Data extract:
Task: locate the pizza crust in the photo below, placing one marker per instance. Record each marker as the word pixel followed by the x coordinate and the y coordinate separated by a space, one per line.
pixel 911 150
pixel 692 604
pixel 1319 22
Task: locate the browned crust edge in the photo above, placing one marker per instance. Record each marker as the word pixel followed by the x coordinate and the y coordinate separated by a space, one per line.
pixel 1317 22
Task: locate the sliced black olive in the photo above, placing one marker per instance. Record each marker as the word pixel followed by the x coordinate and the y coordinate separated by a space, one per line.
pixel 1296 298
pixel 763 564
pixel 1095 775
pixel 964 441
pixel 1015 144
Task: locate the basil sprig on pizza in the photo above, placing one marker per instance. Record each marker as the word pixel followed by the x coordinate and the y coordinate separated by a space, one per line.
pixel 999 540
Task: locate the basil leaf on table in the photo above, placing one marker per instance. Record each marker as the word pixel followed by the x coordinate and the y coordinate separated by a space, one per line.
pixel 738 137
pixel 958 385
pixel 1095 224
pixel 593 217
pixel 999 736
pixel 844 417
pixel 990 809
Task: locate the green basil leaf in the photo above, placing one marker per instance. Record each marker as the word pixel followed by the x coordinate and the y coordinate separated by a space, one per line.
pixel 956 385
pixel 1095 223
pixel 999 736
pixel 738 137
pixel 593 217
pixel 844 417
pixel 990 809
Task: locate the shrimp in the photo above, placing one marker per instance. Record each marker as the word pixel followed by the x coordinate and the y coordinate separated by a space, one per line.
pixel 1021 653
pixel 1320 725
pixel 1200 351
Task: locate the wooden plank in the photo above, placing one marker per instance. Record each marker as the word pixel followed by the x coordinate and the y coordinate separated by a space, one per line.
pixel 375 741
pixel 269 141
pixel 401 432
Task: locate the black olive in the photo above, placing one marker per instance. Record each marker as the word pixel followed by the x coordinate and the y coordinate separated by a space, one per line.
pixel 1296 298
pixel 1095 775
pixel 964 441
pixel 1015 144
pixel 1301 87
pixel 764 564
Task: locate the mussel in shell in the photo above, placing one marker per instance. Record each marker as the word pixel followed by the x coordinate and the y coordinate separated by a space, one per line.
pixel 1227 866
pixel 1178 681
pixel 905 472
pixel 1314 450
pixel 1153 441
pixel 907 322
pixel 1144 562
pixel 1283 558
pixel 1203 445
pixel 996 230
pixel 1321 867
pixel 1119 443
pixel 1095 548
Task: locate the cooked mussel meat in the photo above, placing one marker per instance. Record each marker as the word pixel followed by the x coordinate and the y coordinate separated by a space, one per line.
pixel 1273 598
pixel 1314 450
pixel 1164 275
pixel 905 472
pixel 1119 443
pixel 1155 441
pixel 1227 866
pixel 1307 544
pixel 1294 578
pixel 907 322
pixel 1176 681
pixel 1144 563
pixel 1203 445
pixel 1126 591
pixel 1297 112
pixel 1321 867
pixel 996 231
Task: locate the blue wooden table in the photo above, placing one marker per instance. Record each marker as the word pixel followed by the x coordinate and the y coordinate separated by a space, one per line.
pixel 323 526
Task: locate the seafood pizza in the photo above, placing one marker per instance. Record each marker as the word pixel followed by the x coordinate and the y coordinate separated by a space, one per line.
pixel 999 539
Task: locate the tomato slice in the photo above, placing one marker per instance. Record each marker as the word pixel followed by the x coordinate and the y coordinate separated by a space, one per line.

Exercise objective:
In full and without error, retype the entries above.

Result for this exercise:
Task: locate the pizza crust in the photo below, placing one marker per instance. Record each marker as the word pixel followed by the x coordinate and the y coordinate separated by a space, one per line.
pixel 911 150
pixel 692 604
pixel 1319 22
Task: locate the browned crust edge in the photo above, placing one marker per instance. Record each marker as the word pixel followed by the x coordinate and the y coordinate separated by a space, one per line.
pixel 1317 22
Task: locate the sliced black olive in the photo above, placing one marker per instance. Record each marker as the word pixel followed by the x coordinate and the y coordinate separated by a space, one per line.
pixel 1296 298
pixel 763 564
pixel 1095 775
pixel 964 441
pixel 1015 144
Task: locate the basil sprig on pizza in the photo above, placing one marker per instance. Record each marker as the word pixel followed by the x coordinate and the y coordinate separated by a space, one per line.
pixel 999 540
Task: locate the basil leaf on table in the photo above, placing one marker per instance. Record each marker as the word pixel followed by the x coordinate and the y coordinate separated by a space, one per line.
pixel 738 137
pixel 958 385
pixel 1095 224
pixel 593 217
pixel 999 736
pixel 844 417
pixel 990 809
Task: locate the green basil leaf in the photo above, placing one marker per instance. Record each marker as the word pixel followed by the x coordinate and the y coordinate separated by a space, one per line.
pixel 956 385
pixel 1095 223
pixel 999 736
pixel 738 137
pixel 593 217
pixel 844 417
pixel 990 809
Task: locate the shrimp in the photo above, placing one marker per instance. Record each marker as the word pixel followed by the x coordinate and the y coordinate separated by a space, one per line.
pixel 1021 653
pixel 1320 725
pixel 1200 351
Task: locate the wooden plank in the photo above, placing one marker per instance. Record each marker as the word pixel followed by the x coordinate and the y coordinate separated by a space, one per line.
pixel 375 741
pixel 269 141
pixel 401 432
Task: locate the black olive in the photo above, placing one marker per instance. Record each marker as the word pixel followed by the x coordinate and the y coordinate separated by a space, one per line.
pixel 1296 298
pixel 1095 775
pixel 964 441
pixel 1015 144
pixel 1301 87
pixel 764 564
Task: locate the mussel in shell in the photo above, placing one marker per instance. Record each marker as the word pixel followed by the x coordinate and the y coordinate separated by a space, one per line.
pixel 1227 866
pixel 1178 681
pixel 905 472
pixel 1314 450
pixel 1153 441
pixel 907 322
pixel 1144 562
pixel 1283 558
pixel 1203 445
pixel 996 230
pixel 1321 867
pixel 1119 443
pixel 1095 548
Task: locate the cooked mussel meat in the photo above, placing one marker per instance. Record each marker as the word pixel followed by the x coordinate and the y coordinate separated by a space, one per line.
pixel 1273 598
pixel 1314 450
pixel 1164 275
pixel 905 472
pixel 1119 443
pixel 1155 441
pixel 1227 866
pixel 1307 544
pixel 1294 578
pixel 907 322
pixel 1176 681
pixel 1144 563
pixel 1203 445
pixel 1126 591
pixel 1297 112
pixel 1321 867
pixel 996 231
Task: locate the blue wooden table in the photo above, placing one marker per instance. Record each marker as the word pixel followed by the x coordinate and the y coordinate separated by a space, one per line.
pixel 323 526
Task: locate the seafood pizza in the photo above, placing one marker per instance. Record each marker as the word pixel followed by the x coordinate and the y coordinate separated by a space, one per line.
pixel 999 539
Task: locate the tomato slice in the photo above, placing one marker per instance. Record each marker as the word pixel followed by the x coordinate and the y coordinate separated by a space, one per line.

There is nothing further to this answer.